[Stored data entries]
***
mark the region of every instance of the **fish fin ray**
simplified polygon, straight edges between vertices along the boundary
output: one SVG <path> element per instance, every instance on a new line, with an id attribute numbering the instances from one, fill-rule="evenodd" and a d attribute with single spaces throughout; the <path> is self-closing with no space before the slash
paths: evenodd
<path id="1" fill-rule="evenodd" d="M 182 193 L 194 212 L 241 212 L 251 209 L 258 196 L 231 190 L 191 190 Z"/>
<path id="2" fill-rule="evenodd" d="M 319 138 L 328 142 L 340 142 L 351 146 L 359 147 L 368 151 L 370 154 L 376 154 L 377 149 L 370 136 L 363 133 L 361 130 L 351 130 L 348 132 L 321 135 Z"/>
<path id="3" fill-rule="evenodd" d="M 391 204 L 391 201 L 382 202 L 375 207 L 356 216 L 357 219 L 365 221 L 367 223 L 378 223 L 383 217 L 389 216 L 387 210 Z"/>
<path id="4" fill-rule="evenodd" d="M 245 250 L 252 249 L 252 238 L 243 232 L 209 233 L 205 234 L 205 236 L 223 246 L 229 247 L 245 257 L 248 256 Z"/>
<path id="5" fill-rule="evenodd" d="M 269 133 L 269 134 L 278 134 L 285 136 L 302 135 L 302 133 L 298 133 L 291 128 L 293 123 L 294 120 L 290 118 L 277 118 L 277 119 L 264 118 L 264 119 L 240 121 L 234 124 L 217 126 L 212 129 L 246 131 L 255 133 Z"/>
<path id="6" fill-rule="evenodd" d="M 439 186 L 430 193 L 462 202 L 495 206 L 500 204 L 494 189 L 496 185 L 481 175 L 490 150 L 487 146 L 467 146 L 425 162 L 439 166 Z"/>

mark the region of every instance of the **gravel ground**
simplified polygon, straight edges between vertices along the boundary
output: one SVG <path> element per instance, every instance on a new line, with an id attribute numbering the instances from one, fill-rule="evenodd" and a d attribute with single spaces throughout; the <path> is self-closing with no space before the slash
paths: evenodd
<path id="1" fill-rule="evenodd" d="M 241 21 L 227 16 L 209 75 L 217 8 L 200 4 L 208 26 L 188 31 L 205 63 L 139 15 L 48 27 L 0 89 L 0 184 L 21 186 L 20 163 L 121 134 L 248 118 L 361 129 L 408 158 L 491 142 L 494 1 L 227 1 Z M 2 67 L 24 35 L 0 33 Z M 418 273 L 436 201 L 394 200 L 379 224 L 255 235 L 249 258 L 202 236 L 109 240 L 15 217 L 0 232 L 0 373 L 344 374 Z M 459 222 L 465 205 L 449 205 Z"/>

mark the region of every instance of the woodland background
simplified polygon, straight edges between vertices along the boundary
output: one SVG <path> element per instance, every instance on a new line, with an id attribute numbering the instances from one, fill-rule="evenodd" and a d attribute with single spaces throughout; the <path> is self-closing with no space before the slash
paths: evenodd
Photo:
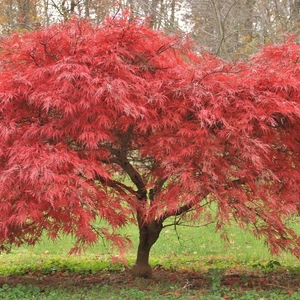
<path id="1" fill-rule="evenodd" d="M 247 58 L 261 45 L 300 39 L 300 0 L 1 0 L 0 35 L 31 31 L 72 15 L 96 23 L 129 9 L 154 29 L 189 34 L 226 60 Z"/>

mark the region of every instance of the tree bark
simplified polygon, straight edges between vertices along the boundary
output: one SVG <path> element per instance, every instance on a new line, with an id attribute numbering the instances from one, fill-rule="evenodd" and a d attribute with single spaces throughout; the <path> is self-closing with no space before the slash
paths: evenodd
<path id="1" fill-rule="evenodd" d="M 20 28 L 28 29 L 30 1 L 29 0 L 18 1 L 18 6 L 19 6 Z"/>
<path id="2" fill-rule="evenodd" d="M 154 220 L 148 224 L 141 224 L 139 220 L 139 246 L 135 265 L 131 269 L 133 276 L 144 278 L 152 277 L 149 255 L 151 247 L 157 241 L 161 230 L 162 222 L 160 221 Z"/>

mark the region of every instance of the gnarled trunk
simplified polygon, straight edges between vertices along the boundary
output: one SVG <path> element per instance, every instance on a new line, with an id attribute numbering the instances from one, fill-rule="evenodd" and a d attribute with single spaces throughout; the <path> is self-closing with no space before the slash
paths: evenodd
<path id="1" fill-rule="evenodd" d="M 157 241 L 162 230 L 162 222 L 152 221 L 147 224 L 139 222 L 139 246 L 137 251 L 136 263 L 131 272 L 135 277 L 152 277 L 152 268 L 149 265 L 149 254 L 151 247 Z"/>

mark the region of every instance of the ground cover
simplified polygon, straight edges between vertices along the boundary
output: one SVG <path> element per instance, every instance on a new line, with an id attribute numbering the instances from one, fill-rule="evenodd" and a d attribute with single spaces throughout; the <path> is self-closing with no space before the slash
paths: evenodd
<path id="1" fill-rule="evenodd" d="M 67 237 L 2 254 L 0 299 L 300 299 L 299 260 L 270 255 L 263 241 L 238 227 L 228 229 L 229 243 L 213 224 L 166 228 L 152 250 L 149 280 L 129 272 L 137 232 L 126 233 L 134 243 L 126 261 L 107 244 L 69 256 Z"/>

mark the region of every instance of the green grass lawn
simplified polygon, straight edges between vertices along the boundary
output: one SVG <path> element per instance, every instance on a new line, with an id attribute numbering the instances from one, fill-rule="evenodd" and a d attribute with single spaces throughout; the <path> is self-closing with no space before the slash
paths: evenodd
<path id="1" fill-rule="evenodd" d="M 128 249 L 126 260 L 132 264 L 138 243 L 136 227 L 123 229 L 133 241 L 133 247 Z M 253 266 L 268 263 L 271 260 L 279 261 L 281 265 L 290 268 L 300 268 L 297 258 L 288 253 L 272 256 L 262 240 L 255 239 L 250 233 L 232 226 L 228 228 L 230 242 L 223 241 L 215 232 L 213 224 L 201 228 L 173 227 L 165 228 L 151 250 L 150 262 L 152 266 L 162 265 L 165 268 L 193 268 L 220 267 L 222 264 Z M 45 268 L 60 268 L 59 264 L 68 264 L 69 271 L 88 266 L 99 271 L 113 267 L 111 258 L 117 258 L 118 252 L 111 251 L 108 244 L 98 243 L 88 248 L 80 256 L 69 255 L 73 246 L 70 237 L 52 242 L 43 239 L 39 244 L 27 247 L 14 248 L 11 253 L 0 255 L 0 275 L 10 275 L 18 272 L 42 270 Z M 118 260 L 118 259 L 116 259 Z M 57 264 L 57 266 L 55 265 Z M 98 268 L 96 267 L 98 265 Z"/>
<path id="2" fill-rule="evenodd" d="M 154 279 L 154 283 L 152 280 L 150 289 L 149 281 L 128 279 L 127 269 L 135 260 L 138 232 L 135 227 L 123 231 L 133 241 L 133 248 L 128 250 L 125 263 L 118 262 L 118 254 L 103 243 L 94 245 L 80 256 L 70 256 L 68 252 L 73 246 L 70 237 L 63 237 L 55 243 L 45 238 L 34 247 L 14 248 L 9 254 L 1 254 L 0 276 L 4 287 L 0 289 L 0 299 L 27 299 L 27 295 L 28 299 L 222 299 L 220 295 L 223 294 L 227 295 L 227 299 L 293 299 L 291 297 L 294 296 L 300 299 L 300 291 L 295 290 L 295 281 L 292 283 L 292 293 L 286 287 L 280 288 L 280 284 L 274 285 L 274 289 L 270 284 L 267 291 L 242 287 L 242 294 L 239 294 L 240 283 L 235 287 L 236 290 L 222 287 L 223 275 L 232 272 L 246 277 L 258 274 L 263 278 L 288 272 L 296 274 L 300 284 L 298 259 L 288 253 L 278 257 L 270 255 L 263 241 L 256 240 L 237 226 L 228 228 L 229 243 L 220 239 L 213 224 L 201 228 L 177 227 L 176 231 L 173 227 L 165 228 L 153 246 L 150 261 L 155 268 L 154 278 L 157 274 L 161 280 L 155 282 Z M 112 258 L 116 262 L 112 262 Z M 186 273 L 206 274 L 205 277 L 199 276 L 202 281 L 208 282 L 208 286 L 184 288 L 188 282 L 195 282 L 194 279 L 186 279 Z M 80 289 L 77 288 L 76 276 L 86 281 L 87 278 L 98 278 L 99 274 L 102 277 L 109 276 L 110 281 L 91 281 L 88 287 L 79 284 Z M 59 282 L 59 276 L 66 285 Z M 172 281 L 172 276 L 178 280 Z M 21 284 L 7 279 L 14 277 Z M 293 280 L 298 280 L 298 277 L 293 277 Z M 32 278 L 44 281 L 55 278 L 56 285 L 48 284 L 49 287 L 45 288 L 47 284 L 43 284 L 41 287 L 37 281 L 30 283 Z M 110 286 L 114 288 L 111 290 Z M 102 294 L 103 298 L 99 296 Z M 16 298 L 13 298 L 15 295 Z"/>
***
• Work instructions: Search the records for the string "region", and copy every line that holds it.

• Answer section:
mark the region of every instance of the **fish fin ray**
mark the region of every instance of the **gravel ground**
mark the region of every instance of the woodland background
mark the region of every instance of the tree bark
mark the region of every instance of the gnarled trunk
mark the region of every instance of the ground cover
mark the region of every instance of the green grass lawn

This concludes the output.